Дословно перепишите из приведенного ниже фрагмента о Петрове отрывок от «С эдакими людьми» до «головы [1] .» включительно.

_Фрагмент текста_
▼
Удивлялся я иногда, как такой человек, который зарезал своего начальника за побои, так беспрекословно ложится у нас под розги… Дивился я на него тоже, когда он, несмотря на видимую ко мне привязанность, обкрадывал меня…

Затем следует интерлюдия – чрезвычайно важная, – в которой Горянчиков говорит об отношении Петрова к нему самому, но пропустим пока эту интерлюдию и перейдем к четвертой части, в которой развивается и завершается тема третьей части, тема объективного типа:

С эдакими людьми случается иногда в жизни, что они вдруг резко и крупно проявляются и обозначаются в минуты какого-нибудь крутого, поголовного действия или переворота и таким образом разом попадают на свою полную деятельность. Они не люди слова и не могут быть зачинщиками и главными предводителями дела; но они главные исполнители его и первые начинают. Начинают просто, без особых возгласов, но зато первые перескакивают через главное препятствие, не задумавшись, без страха, идя прямо на все ножи, – и все бросаются за ними и идут слепо, идут до самой последней стены, где обыкновенно кладут свои головы [1] .

Эти несколько последних строчек можно определить, как замечание писателя, то есть человека со специфически развитым воображением, который объединяет группу людей согласно своей психологической гипотезе, но тут опять уход от конкретного Петрова, который, как индивид, остается для Достоевского непостижим.

Теперь вернемся к пропущенной интерлюдии, в которой описывается не отношение Горянчикова к Петрову, а Петрова к Горянчикову:

Мне кажется, он вообще считал меня каким-то ребенком, чуть не младенцем, не понимающим самых простых вещей на свете. Если, например, я сам с ним о чем-нибудь заговаривал, кроме наук и книжек, то он, правда, мне отвечал, но как будто только из учтивости, ограничиваясь самыми короткими ответами. Часто я задавал себе вопрос: что ему в этих книжных знаниях, о которых он меня обычно расспрашивает?.. Вопросы задавал он точно, определительно, но как-то не очень дивился полученным от меня сведениям и принимал их даже рассеянно… Казалось мне еще, что про меня он решил, не ломая долго головы, что со мною нельзя говорить, как с другими людьми, что, кроме разговора о книжках, я ни о чем не пойму и даже не способен понять, так что и беспокоить меня нечего. Я уверен, что он даже любил меня, и это очень меня поражало. Считал ли он меня недоросшим, неполным человеком, чувствовал ли ко мне особого рода сострадание, которое инстиктивно ощущает всякое сильное существо к другому слабейшему, приняв меня за такое… Он мне сам сказал один раз, как-то нечаянно, что я уже «слишком доброй души человек» и «уж вы так просты, так просты, что даже жалость берет. Только вы, Александр Петрович, не примите в обиду, – прибавил он через минуту, – я ведь от души сказал».
▲
_Исходные данные_
▼
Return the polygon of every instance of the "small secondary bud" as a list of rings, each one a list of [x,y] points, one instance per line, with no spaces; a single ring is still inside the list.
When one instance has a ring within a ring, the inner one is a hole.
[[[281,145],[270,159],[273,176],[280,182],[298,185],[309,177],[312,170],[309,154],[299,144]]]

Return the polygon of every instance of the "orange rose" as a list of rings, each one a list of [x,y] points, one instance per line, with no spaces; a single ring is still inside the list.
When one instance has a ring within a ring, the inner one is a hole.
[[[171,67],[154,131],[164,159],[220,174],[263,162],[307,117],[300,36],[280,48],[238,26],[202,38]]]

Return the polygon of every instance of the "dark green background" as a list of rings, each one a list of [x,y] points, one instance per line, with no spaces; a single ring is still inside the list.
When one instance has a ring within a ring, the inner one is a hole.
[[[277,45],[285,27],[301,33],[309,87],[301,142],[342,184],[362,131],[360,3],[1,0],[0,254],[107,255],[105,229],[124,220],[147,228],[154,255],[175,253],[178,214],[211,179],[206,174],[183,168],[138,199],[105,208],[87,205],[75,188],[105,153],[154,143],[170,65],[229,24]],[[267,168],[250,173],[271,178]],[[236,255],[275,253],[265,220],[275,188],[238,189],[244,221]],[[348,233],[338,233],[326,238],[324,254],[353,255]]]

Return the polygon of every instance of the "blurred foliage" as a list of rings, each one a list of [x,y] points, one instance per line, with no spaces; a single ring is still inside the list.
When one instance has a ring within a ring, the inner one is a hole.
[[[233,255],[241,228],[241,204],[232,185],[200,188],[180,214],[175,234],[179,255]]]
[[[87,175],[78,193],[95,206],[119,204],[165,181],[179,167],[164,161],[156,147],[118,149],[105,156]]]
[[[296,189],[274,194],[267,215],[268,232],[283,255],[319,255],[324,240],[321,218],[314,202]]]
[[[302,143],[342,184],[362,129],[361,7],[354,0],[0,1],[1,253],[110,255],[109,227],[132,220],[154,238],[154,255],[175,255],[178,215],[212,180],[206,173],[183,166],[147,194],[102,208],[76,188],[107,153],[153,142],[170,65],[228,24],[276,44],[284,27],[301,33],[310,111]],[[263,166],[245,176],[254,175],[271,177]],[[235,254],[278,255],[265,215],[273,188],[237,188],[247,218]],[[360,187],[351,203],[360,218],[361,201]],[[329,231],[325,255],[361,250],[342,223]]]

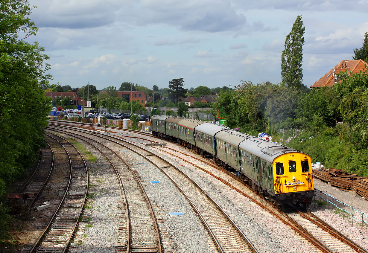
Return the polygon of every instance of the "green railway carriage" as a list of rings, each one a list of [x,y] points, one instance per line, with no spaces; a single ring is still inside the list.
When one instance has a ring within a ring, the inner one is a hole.
[[[178,143],[184,147],[194,149],[195,141],[194,128],[197,126],[205,123],[196,120],[184,119],[178,123],[179,138]]]
[[[177,117],[169,117],[166,119],[166,133],[169,136],[169,140],[176,142],[179,138],[179,122],[183,119]]]
[[[219,132],[215,136],[217,157],[225,164],[241,171],[239,159],[239,144],[245,139],[247,135],[231,129]]]
[[[206,152],[212,155],[213,158],[216,156],[216,145],[215,143],[215,135],[216,133],[227,128],[220,126],[205,123],[196,126],[194,132],[195,134],[195,145],[197,152],[203,155],[208,156]]]
[[[166,133],[166,119],[170,116],[153,115],[151,117],[151,127],[153,136],[161,138],[165,138]]]

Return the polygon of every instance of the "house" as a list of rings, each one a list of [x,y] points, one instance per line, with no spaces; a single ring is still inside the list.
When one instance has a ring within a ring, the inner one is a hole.
[[[100,94],[106,93],[106,92],[100,91]],[[144,107],[146,106],[146,96],[143,91],[117,91],[118,96],[120,98],[125,99],[127,101],[130,103],[132,100],[137,100],[140,104],[143,106]]]
[[[190,96],[187,97],[180,97],[179,99],[179,100],[183,101],[186,104],[191,106],[194,104],[195,102],[203,102],[206,104],[212,102],[215,102],[217,98],[217,96],[216,95],[202,95],[199,97],[197,97],[192,96],[191,97]]]
[[[347,70],[350,75],[350,72],[359,73],[363,69],[367,70],[368,64],[362,60],[344,60],[327,72],[317,82],[311,86],[311,89],[322,87],[331,87],[341,81],[337,75]]]
[[[70,97],[71,100],[72,100],[72,104],[73,105],[82,105],[83,103],[83,99],[78,96],[74,92],[52,92],[48,91],[45,92],[46,96],[51,97],[53,99],[65,101],[68,97]],[[87,106],[87,101],[84,101],[84,106]]]

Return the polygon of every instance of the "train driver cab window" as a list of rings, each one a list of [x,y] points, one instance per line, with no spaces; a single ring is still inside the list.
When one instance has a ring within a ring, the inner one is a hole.
[[[282,163],[277,163],[276,164],[276,174],[284,174],[284,164]]]
[[[289,172],[296,172],[297,171],[297,164],[295,161],[290,161],[289,162]]]
[[[301,161],[301,172],[303,173],[308,172],[309,171],[309,163],[308,160],[303,160]]]

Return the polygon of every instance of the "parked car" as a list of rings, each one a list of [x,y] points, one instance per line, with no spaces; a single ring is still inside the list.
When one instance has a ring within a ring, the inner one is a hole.
[[[128,119],[130,118],[131,117],[132,117],[132,115],[130,113],[124,113],[121,116],[120,116],[120,118]]]
[[[149,121],[151,117],[148,115],[142,115],[139,117],[140,121]]]

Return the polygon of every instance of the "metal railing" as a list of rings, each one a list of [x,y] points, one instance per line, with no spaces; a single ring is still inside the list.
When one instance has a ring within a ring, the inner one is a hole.
[[[323,199],[325,201],[326,201],[328,203],[329,203],[332,205],[334,206],[336,208],[341,210],[343,211],[343,212],[344,212],[347,214],[348,214],[349,215],[351,216],[351,223],[353,222],[353,219],[355,218],[359,222],[362,222],[362,230],[363,230],[363,225],[365,224],[367,225],[368,225],[368,222],[365,221],[364,219],[365,218],[366,220],[368,221],[368,216],[364,214],[363,212],[361,212],[361,211],[357,210],[357,209],[354,208],[353,207],[351,206],[350,205],[346,204],[346,203],[344,203],[344,202],[341,202],[339,200],[338,200],[336,198],[333,197],[329,194],[325,193],[321,190],[317,189],[316,188],[314,188],[315,195],[314,195],[314,200],[315,200],[315,196],[318,196],[319,197],[320,200]],[[319,192],[319,195],[318,195],[315,193],[315,191],[317,190]],[[324,197],[322,197],[322,195],[323,194],[325,195]],[[328,199],[330,198],[329,200]],[[334,203],[335,202],[335,203]],[[348,208],[349,208],[349,210],[347,210]],[[355,214],[353,214],[353,211],[355,211]],[[357,214],[357,213],[359,213],[359,214]],[[361,220],[359,218],[360,217],[360,214],[361,214]],[[359,215],[359,218],[358,218],[358,215]]]

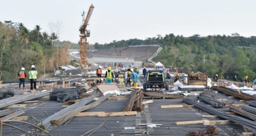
▲
_Полный ответ_
С эдакими людьми случается иногда в жизни, что они вдруг резко и крупно проявляются и обозначаются в минуты какого-нибудь крутого, поголовного действия или переворота и таким образом разом попадают на свою полную деятельность. Они не люди слова и не могут быть зачинщиками и главными предводителями дела; но они главные исполнители его и первые начинают. Начинают просто, без особых возгласов, но зато первые перескакивают через главное препятствие, не задумавшись, без страха, идя прямо на все ножи, – и все бросаются за ними и идут слепо, идут до самой последней стены, где обыкновенно кладут свои головы [1] .